— START Passage provided —
As one of the nine Navy Manufacturing Technology's (ManTech) Centers of Excellence, the EMPF's objective is to improve the affordability and readiness of Department of the Navy systems. By working with other defense contractors, advances in manufacturing processes, techniques, and equipment can be implemented that support the fleet while ensuring reduced cost and risk.

The EMPF (in conjunction with Penn State's Electro-Optics Center and Lockheed Martin) is taking aim at reducing the costs of shipboard communications by reducing the number of cables. There are hundreds of cables and miles of cable length used to connect shipboard electronics. Most are individual connections between equipment that reside in distant locations throughout the ship. By leveraging commercial off-the-shelf (COTS) telecommunications industry fiber optics and optical wavelength division multiplexing (WDM) technology¹, a significant number of copper based Ethernet cables can be replaced by a few fiber optic cables and a fiber optic network.

Not only will this approach reduce the cost and weight of the cables, the space needed for the cables is reduced and the cable installation and maintainability is improved. Fiber optics also provides a huge increase in bandwidth and an improved immunity to electro-magnetic interference (EMI).

Of course, the insertion of any newer technology requires changes in the status quo. These are all being evaluated with an eye on affordability. Techniques for making fiber optic connections under non-ideal conditions by naval crew members are being evaluated with time studies and a variety of connection devices. By using an expanded beam connector, connections will be easier to make and less susceptible to contamination. Trade studies examining the costs of different connector techniques will help determine the most affordable approach for inserting this technology.
— END Passage provided —
▶ Goal 1
Write out the passage on shipboard fiber optics in full, word for word.
— START Data lines —
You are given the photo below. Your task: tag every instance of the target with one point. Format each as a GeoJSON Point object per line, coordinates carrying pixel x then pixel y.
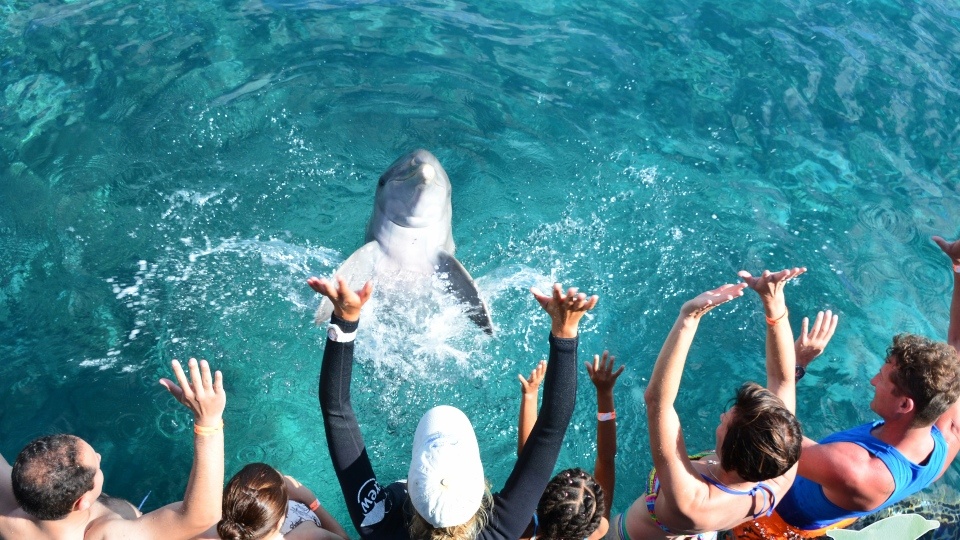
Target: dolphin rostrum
{"type": "Point", "coordinates": [410, 230]}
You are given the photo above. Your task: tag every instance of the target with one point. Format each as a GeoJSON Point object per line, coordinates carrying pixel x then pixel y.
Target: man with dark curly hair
{"type": "Point", "coordinates": [54, 490]}
{"type": "Point", "coordinates": [862, 470]}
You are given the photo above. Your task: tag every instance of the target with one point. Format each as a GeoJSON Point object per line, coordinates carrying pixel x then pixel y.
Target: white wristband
{"type": "Point", "coordinates": [335, 333]}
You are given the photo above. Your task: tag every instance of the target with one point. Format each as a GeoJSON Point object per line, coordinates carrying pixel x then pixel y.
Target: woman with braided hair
{"type": "Point", "coordinates": [576, 505]}
{"type": "Point", "coordinates": [259, 503]}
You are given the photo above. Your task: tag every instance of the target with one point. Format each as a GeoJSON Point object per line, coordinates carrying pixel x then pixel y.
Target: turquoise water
{"type": "Point", "coordinates": [173, 171]}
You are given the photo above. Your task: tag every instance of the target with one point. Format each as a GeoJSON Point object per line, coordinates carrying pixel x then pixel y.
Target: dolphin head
{"type": "Point", "coordinates": [414, 191]}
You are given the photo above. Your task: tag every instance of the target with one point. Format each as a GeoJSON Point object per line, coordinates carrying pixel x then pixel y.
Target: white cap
{"type": "Point", "coordinates": [445, 482]}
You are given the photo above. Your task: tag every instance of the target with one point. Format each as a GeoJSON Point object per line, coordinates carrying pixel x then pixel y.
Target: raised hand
{"type": "Point", "coordinates": [704, 302]}
{"type": "Point", "coordinates": [951, 249]}
{"type": "Point", "coordinates": [770, 284]}
{"type": "Point", "coordinates": [565, 309]}
{"type": "Point", "coordinates": [812, 344]}
{"type": "Point", "coordinates": [346, 302]}
{"type": "Point", "coordinates": [531, 384]}
{"type": "Point", "coordinates": [203, 394]}
{"type": "Point", "coordinates": [601, 372]}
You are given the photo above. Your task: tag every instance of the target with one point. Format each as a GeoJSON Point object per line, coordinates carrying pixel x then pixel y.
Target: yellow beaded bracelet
{"type": "Point", "coordinates": [204, 430]}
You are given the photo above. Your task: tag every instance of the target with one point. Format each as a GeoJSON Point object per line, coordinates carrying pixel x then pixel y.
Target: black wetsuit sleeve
{"type": "Point", "coordinates": [376, 513]}
{"type": "Point", "coordinates": [517, 501]}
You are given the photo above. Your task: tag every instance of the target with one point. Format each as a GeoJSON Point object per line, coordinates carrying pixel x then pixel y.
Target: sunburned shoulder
{"type": "Point", "coordinates": [109, 524]}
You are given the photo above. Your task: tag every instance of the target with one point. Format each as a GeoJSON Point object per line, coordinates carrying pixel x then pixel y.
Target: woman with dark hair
{"type": "Point", "coordinates": [758, 440]}
{"type": "Point", "coordinates": [259, 503]}
{"type": "Point", "coordinates": [576, 504]}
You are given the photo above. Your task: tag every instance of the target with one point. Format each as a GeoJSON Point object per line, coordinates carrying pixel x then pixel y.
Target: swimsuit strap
{"type": "Point", "coordinates": [760, 487]}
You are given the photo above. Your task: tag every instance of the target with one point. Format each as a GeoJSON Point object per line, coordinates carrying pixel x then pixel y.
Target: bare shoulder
{"type": "Point", "coordinates": [851, 477]}
{"type": "Point", "coordinates": [112, 518]}
{"type": "Point", "coordinates": [309, 531]}
{"type": "Point", "coordinates": [949, 425]}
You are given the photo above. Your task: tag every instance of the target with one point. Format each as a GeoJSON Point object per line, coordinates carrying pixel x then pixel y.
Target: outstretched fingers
{"type": "Point", "coordinates": [708, 300]}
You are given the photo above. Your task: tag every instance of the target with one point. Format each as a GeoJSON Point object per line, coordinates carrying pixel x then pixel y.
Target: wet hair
{"type": "Point", "coordinates": [254, 503]}
{"type": "Point", "coordinates": [48, 477]}
{"type": "Point", "coordinates": [420, 529]}
{"type": "Point", "coordinates": [928, 372]}
{"type": "Point", "coordinates": [571, 506]}
{"type": "Point", "coordinates": [764, 438]}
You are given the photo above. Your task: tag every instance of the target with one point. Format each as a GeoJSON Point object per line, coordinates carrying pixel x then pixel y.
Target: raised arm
{"type": "Point", "coordinates": [667, 447]}
{"type": "Point", "coordinates": [200, 509]}
{"type": "Point", "coordinates": [363, 495]}
{"type": "Point", "coordinates": [529, 390]}
{"type": "Point", "coordinates": [302, 494]}
{"type": "Point", "coordinates": [952, 250]}
{"type": "Point", "coordinates": [518, 499]}
{"type": "Point", "coordinates": [605, 469]}
{"type": "Point", "coordinates": [781, 357]}
{"type": "Point", "coordinates": [949, 422]}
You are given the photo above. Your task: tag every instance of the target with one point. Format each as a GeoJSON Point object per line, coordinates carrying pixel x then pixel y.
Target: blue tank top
{"type": "Point", "coordinates": [805, 506]}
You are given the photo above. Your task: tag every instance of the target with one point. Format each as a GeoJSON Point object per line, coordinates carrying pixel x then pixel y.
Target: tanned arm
{"type": "Point", "coordinates": [679, 480]}
{"type": "Point", "coordinates": [949, 422]}
{"type": "Point", "coordinates": [200, 509]}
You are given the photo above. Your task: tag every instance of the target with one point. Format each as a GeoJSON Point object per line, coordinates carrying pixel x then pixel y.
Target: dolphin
{"type": "Point", "coordinates": [410, 231]}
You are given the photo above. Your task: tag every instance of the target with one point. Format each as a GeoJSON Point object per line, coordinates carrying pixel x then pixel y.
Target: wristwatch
{"type": "Point", "coordinates": [335, 333]}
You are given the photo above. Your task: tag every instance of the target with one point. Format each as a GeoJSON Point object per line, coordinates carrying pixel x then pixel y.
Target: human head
{"type": "Point", "coordinates": [926, 371]}
{"type": "Point", "coordinates": [445, 481]}
{"type": "Point", "coordinates": [763, 438]}
{"type": "Point", "coordinates": [254, 503]}
{"type": "Point", "coordinates": [55, 475]}
{"type": "Point", "coordinates": [571, 506]}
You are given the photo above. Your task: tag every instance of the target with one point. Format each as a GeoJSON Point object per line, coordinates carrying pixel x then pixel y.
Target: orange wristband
{"type": "Point", "coordinates": [772, 322]}
{"type": "Point", "coordinates": [203, 430]}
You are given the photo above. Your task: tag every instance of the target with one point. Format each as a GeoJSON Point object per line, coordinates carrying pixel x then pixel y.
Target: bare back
{"type": "Point", "coordinates": [715, 510]}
— END Data lines —
▶ Goal 2
Gather every line of the entries that contains the string "hair", treating uppercase and lowercase as different.

▶ Exercise response 1
As one of the nine Navy Manufacturing Technology's (ManTech) Centers of Excellence, the EMPF's objective is to improve the affordability and readiness of Department of the Navy systems. By working with other defense contractors, advances in manufacturing processes, techniques, and equipment can be implemented that support the fleet while ensuring reduced cost and risk.

The EMPF (in conjunction with Penn State's Electro-Optics Center and Lockheed Martin) is taking aim at reducing the costs of shipboard communications by reducing the number of cables. There are hundreds of cables and miles of cable length used to connect shipboard electronics. Most are individual connections between equipment that reside in distant locations throughout the ship. By leveraging commercial off-the-shelf (COTS) telecommunications industry fiber optics and optical wavelength division multiplexing (WDM) technology¹, a significant number of copper based Ethernet cables can be replaced by a few fiber optic cables and a fiber optic network.

Not only will this approach reduce the cost and weight of the cables, the space needed for the cables is reduced and the cable installation and maintainability is improved. Fiber optics also provides a huge increase in bandwidth and an improved immunity to electro-magnetic interference (EMI).

Of course, the insertion of any newer technology requires changes in the status quo. These are all being evaluated with an eye on affordability. Techniques for making fiber optic connections under non-ideal conditions by naval crew members are being evaluated with time studies and a variety of connection devices. By using an expanded beam connector, connections will be easier to make and less susceptible to contamination. Trade studies examining the costs of different connector techniques will help determine the most affordable approach for inserting this technology.

▶ Exercise response 2
Target: man with dark curly hair
Target: woman with braided hair
Target: woman with dark hair
Target: wet hair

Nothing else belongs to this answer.